__WORK ITEM 1__
Rewrite the passage on writing the book between "Which is not" and "myself is a lot.", inclusive, replacing "four walls" with "home".

__PROVIDED TEXT__
Content starts

What I had to admit was a sense of defeat. I will never fit it all in one book. Does that mean there’s another book in it, by me? Maybe maybe not. Maybe it’s just a lot of things unsaid that will get said elsewhere. I just had to keep telling myself ‘that’s not my book’ (sometimes to the sound of The Ting Tings, you’re welcome for that late 00s throwback). Sometimes I have held onto things, and sometimes I’ve gone in a direction I didn’t know I would.
‘What you love will take you places you never dreamed’ as Roy says in the play and nothing is truer than that with this. What you love also takes you on very strange tangents that’s for sure. But, should what I’ve done work, I will one day tell the story of how procrastinating and one hell of a deep dive into an Instagram rabbit hole actually found me the quote that unlocked the whole thing. (let’s pray that quote survives the final edit so I can).
But also, while a long protracted version of writing this book isn’t ideal. And people churning out their PhD books 9 months after finishing can frankly judge all they want at how long its taken me if that’s all they have to do with their time. Because actually? I couldn’t have written this then. The distance from it, from the frankly trauma of the PhD, from being so tired and beaten down by academia. I’d have written a tick box PhD book. And like every writer I’m constantly growing. There’s bits of this I have said, with zero ego intended, are the best things I’ve ever written. And whether it survives peer review or not, I know that it’s good. And I will stand up and say it. I wouldn\’t have done that 9 months post PhD.
And for me too, I live with this play in me. And I know that sounds pretentious. But it’s so much a part of me now, it’s all incredibly personal, having lived with it in my head so long. And how I write about it changes with me, and me with it. And I don’t care how much of a wanker that makes me sound, it means this all means something to me. Which is why I get locked in a battle with myself to finish it. I finally unlocked something in a quote from Hank Green who said ‘the only reason I get so much done is I do everything to 80%’ so that’s what I’m aiming for, 80% good enough.
This is also never how I imagined writing the thing. I’m not sure it’s the best, most productive but also it’s the only way it was ever getting done. Short of ‘doing a Kushner’ and locking myself in a cabin in the woods for a week and coming out with Perestroika …though thinking about it that’s exactly what I’ve done.
I’ve not worked as focused, as long or as intensely on this play since my PhD. And it’s been wonderful. I can’t shake the guilt that I should be doing something else, something more productive, something that actually makes money. But also, perhaps, after everything else, and everything this year, I owe it to myself to be able to say ‘remember that time when you were a full-time writer, you dreamed of that.’ it’s not a think any of us get to really do full-full time in our lives. But maybe it\’s ok to enjoy the times life lets you do what you love for a bit.
Which is not to say I have not been totally losing my mind. Of course, I have. In normal times, I would at least have more options for escaping my own four walls. Which is probably for the best. But book isolation on top of lockdown isolation is a lot. This play is a lot. The personal pressure I put on myself is a lot.

Content ends

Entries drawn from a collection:

Content starts

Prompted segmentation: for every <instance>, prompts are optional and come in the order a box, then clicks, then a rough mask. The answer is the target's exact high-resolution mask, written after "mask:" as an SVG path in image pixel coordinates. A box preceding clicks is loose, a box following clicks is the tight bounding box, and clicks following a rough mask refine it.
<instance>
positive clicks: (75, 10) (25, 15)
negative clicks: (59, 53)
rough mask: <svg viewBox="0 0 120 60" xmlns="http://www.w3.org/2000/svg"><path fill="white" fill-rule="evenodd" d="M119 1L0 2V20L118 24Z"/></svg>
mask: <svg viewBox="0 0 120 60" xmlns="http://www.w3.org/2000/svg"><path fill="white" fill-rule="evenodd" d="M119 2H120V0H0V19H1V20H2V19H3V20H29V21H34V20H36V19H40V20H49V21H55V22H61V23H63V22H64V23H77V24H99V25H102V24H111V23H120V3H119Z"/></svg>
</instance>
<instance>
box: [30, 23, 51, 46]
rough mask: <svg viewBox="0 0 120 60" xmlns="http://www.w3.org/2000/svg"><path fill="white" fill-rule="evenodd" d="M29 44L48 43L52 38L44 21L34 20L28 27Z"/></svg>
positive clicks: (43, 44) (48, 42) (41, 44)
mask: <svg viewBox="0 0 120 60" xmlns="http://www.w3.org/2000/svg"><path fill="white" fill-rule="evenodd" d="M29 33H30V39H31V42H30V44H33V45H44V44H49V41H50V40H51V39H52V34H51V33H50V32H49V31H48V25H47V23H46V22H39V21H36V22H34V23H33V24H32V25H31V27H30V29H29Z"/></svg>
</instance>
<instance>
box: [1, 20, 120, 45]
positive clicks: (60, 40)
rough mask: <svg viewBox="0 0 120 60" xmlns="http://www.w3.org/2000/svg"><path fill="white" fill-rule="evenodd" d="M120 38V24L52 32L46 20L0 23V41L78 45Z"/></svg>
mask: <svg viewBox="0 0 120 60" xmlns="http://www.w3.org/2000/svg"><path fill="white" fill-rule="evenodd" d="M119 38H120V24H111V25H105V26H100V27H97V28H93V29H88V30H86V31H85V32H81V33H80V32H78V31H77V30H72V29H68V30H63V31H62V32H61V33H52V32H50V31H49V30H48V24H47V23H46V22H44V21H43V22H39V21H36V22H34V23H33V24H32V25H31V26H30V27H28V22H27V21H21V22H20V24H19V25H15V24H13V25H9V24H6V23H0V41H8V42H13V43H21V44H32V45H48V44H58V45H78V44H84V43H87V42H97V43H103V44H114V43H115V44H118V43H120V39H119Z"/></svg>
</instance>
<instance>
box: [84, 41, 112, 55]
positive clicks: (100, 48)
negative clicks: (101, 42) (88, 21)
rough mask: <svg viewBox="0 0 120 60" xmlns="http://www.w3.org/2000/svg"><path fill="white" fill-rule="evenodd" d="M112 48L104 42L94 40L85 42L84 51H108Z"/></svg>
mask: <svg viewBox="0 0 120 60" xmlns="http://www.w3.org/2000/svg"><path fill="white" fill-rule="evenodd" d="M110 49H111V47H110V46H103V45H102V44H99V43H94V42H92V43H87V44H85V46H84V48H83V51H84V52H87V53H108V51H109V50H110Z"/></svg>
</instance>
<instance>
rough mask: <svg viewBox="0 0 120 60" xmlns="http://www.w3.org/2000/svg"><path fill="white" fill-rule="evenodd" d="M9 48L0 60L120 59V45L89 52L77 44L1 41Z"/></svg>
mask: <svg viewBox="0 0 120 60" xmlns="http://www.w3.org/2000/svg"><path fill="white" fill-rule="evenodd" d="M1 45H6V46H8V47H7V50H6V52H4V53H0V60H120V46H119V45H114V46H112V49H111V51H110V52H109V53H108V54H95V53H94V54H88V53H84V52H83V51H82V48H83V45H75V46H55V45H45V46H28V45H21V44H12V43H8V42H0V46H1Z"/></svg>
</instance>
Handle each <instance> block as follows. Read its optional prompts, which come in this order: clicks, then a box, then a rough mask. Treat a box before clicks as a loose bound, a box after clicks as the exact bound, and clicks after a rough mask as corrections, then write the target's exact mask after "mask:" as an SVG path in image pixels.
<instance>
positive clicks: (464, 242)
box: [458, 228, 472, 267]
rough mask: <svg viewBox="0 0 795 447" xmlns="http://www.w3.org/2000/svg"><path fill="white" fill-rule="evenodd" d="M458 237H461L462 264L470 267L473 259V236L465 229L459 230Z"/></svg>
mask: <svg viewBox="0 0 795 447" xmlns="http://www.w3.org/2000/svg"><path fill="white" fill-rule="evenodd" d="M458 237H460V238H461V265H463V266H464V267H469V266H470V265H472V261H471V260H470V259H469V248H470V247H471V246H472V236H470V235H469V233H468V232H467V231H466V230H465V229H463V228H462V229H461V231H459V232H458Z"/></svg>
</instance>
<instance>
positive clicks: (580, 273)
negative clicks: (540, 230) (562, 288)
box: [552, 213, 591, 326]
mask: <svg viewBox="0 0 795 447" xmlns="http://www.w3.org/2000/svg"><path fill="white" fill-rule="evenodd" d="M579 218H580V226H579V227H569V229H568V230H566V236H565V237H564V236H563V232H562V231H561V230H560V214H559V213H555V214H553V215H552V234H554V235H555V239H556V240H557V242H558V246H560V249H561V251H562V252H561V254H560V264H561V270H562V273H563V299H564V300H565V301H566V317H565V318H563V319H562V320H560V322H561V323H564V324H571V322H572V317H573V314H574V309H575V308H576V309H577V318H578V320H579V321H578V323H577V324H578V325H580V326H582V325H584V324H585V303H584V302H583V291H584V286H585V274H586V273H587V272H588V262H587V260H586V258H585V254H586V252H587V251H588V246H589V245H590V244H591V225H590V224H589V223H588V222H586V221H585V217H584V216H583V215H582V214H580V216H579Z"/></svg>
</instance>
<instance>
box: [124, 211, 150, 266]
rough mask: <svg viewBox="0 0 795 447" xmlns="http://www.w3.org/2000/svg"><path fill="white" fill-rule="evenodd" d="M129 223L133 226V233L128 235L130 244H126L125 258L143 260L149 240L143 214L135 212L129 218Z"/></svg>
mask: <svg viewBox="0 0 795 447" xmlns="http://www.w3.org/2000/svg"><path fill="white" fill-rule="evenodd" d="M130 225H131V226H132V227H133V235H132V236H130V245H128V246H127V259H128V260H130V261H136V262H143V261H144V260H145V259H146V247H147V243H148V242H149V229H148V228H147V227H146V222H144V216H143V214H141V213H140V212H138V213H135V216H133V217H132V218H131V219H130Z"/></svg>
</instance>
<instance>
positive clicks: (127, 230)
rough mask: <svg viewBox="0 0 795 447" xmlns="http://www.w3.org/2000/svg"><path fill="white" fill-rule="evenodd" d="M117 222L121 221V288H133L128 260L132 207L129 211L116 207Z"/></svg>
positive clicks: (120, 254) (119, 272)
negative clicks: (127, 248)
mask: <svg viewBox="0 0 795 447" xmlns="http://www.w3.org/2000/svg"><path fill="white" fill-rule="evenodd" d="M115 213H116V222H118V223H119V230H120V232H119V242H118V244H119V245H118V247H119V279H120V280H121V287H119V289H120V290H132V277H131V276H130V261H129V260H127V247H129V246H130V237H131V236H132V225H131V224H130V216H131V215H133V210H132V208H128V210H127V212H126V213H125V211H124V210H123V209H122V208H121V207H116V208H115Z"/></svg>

Content ends
Content starts

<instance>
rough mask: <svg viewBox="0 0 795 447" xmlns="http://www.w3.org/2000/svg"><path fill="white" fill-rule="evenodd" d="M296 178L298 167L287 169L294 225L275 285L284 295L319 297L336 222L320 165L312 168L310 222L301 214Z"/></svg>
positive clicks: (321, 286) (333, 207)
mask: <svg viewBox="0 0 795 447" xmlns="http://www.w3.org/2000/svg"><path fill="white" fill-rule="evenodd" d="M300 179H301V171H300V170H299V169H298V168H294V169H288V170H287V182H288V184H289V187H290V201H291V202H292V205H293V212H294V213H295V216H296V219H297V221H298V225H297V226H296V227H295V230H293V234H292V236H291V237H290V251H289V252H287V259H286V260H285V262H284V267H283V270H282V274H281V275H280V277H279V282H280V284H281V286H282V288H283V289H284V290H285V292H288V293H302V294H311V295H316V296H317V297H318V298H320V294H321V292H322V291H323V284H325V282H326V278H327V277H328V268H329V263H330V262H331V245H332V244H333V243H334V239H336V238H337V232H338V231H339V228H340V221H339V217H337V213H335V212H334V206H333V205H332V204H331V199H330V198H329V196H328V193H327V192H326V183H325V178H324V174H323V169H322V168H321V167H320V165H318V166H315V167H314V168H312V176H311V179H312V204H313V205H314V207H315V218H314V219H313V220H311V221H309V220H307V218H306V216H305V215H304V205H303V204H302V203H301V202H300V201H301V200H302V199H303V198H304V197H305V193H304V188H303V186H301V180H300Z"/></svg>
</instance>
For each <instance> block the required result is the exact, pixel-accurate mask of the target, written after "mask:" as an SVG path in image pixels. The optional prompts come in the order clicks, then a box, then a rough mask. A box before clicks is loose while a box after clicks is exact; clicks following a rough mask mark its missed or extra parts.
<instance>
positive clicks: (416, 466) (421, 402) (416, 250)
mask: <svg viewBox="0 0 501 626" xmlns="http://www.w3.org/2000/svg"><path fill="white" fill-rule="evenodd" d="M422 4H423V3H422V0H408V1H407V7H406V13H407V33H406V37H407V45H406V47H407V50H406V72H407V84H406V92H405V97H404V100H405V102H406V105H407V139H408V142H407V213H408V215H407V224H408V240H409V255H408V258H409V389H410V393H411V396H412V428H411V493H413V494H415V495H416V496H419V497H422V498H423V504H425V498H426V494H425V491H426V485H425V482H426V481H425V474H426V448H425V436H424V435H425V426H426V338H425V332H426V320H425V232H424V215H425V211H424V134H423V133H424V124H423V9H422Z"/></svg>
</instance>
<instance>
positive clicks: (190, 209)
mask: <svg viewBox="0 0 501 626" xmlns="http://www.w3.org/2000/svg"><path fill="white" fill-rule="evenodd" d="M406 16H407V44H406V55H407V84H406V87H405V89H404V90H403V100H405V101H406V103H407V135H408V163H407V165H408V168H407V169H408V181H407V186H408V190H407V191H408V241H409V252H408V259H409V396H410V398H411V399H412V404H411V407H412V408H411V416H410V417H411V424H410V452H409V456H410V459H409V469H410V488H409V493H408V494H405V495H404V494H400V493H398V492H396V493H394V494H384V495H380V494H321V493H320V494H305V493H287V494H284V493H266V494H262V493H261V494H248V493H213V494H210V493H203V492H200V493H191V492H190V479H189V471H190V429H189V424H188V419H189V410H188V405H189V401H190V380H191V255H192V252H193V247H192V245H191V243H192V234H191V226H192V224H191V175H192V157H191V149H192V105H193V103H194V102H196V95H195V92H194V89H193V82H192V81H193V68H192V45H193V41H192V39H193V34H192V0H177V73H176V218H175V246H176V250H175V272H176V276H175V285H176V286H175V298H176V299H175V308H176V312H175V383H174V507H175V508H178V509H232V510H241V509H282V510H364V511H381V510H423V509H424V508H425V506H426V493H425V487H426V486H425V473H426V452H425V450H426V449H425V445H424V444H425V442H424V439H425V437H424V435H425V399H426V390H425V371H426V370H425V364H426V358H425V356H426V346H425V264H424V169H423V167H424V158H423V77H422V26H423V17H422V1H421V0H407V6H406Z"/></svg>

Content ends
Content starts

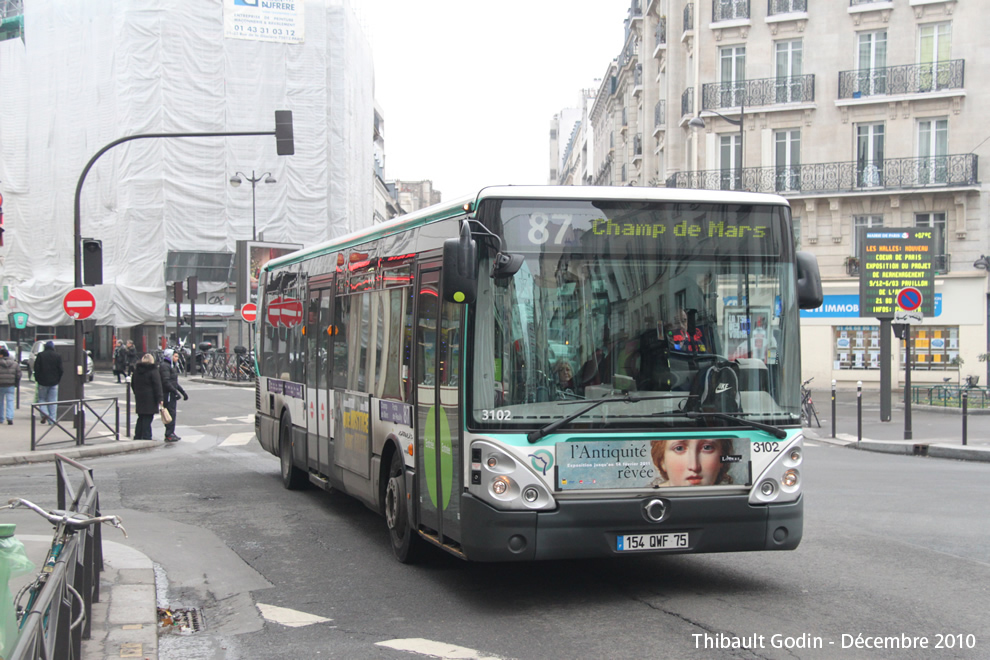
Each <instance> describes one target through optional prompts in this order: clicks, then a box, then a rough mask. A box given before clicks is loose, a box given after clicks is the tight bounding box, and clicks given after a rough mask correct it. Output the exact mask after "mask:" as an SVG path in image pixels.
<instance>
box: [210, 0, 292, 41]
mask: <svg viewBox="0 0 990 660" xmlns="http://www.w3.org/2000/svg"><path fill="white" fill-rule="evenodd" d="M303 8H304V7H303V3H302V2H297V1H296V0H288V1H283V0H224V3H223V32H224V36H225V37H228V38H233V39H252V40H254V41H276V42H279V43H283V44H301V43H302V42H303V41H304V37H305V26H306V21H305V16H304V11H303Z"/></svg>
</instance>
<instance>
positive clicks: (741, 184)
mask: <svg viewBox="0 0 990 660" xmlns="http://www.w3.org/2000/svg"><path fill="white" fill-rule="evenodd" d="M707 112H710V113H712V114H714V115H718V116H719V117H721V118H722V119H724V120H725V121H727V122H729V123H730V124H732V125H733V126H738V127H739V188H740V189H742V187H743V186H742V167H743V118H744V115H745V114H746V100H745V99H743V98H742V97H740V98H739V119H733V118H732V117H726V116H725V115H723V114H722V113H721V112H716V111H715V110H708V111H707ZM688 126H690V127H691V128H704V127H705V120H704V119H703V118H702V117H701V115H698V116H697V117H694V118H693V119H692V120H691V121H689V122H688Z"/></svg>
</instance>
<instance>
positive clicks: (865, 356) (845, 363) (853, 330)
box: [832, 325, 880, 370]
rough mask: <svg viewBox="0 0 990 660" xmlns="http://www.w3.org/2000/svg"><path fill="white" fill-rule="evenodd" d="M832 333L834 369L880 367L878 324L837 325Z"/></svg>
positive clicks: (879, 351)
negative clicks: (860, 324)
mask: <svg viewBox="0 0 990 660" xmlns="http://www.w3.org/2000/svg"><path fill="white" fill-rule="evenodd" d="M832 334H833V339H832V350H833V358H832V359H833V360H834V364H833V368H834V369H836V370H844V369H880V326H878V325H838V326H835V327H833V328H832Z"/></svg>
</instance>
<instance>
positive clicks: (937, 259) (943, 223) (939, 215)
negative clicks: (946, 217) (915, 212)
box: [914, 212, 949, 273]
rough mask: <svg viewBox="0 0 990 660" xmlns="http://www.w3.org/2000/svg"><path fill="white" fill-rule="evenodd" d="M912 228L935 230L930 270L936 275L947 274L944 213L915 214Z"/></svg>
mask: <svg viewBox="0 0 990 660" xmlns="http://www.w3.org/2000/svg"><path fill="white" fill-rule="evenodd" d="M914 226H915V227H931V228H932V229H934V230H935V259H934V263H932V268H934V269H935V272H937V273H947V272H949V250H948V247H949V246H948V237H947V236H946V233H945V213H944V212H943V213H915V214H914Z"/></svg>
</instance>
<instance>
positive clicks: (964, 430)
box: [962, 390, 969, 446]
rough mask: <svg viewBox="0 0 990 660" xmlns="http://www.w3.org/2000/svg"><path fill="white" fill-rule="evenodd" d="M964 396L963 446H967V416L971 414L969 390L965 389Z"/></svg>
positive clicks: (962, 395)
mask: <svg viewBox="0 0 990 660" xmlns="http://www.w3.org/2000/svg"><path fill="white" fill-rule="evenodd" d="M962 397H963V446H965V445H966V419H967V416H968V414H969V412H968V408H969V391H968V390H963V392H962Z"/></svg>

Content ends

__WORK ITEM 2__
Repeat the rows between the lines holding "333L834 369L880 367L878" and "box: [914, 212, 949, 273]", inclusive, reproducing each character unchanged.

__REPLY 1__
Which is not to say I have not been totally losing my mind. Of course, I have. In normal times, I would at least have more options for escaping my own home. Which is probably for the best. But book isolation on top of lockdown isolation is a lot. This play is a lot. The personal pressure I put on myself is a lot.

__REPLY 2__
rough mask: <svg viewBox="0 0 990 660" xmlns="http://www.w3.org/2000/svg"><path fill="white" fill-rule="evenodd" d="M832 333L834 369L880 367L878 324L837 325Z"/></svg>
positive clicks: (879, 351)
negative clicks: (860, 324)
mask: <svg viewBox="0 0 990 660" xmlns="http://www.w3.org/2000/svg"><path fill="white" fill-rule="evenodd" d="M832 334H833V339H832V350H833V358H832V359H833V360H834V364H833V368H834V369H836V370H844V369H880V326H878V325H838V326H835V327H833V328H832Z"/></svg>
</instance>
<instance>
positive clicks: (937, 259) (943, 223) (939, 215)
negative clicks: (946, 217) (915, 212)
box: [914, 212, 949, 273]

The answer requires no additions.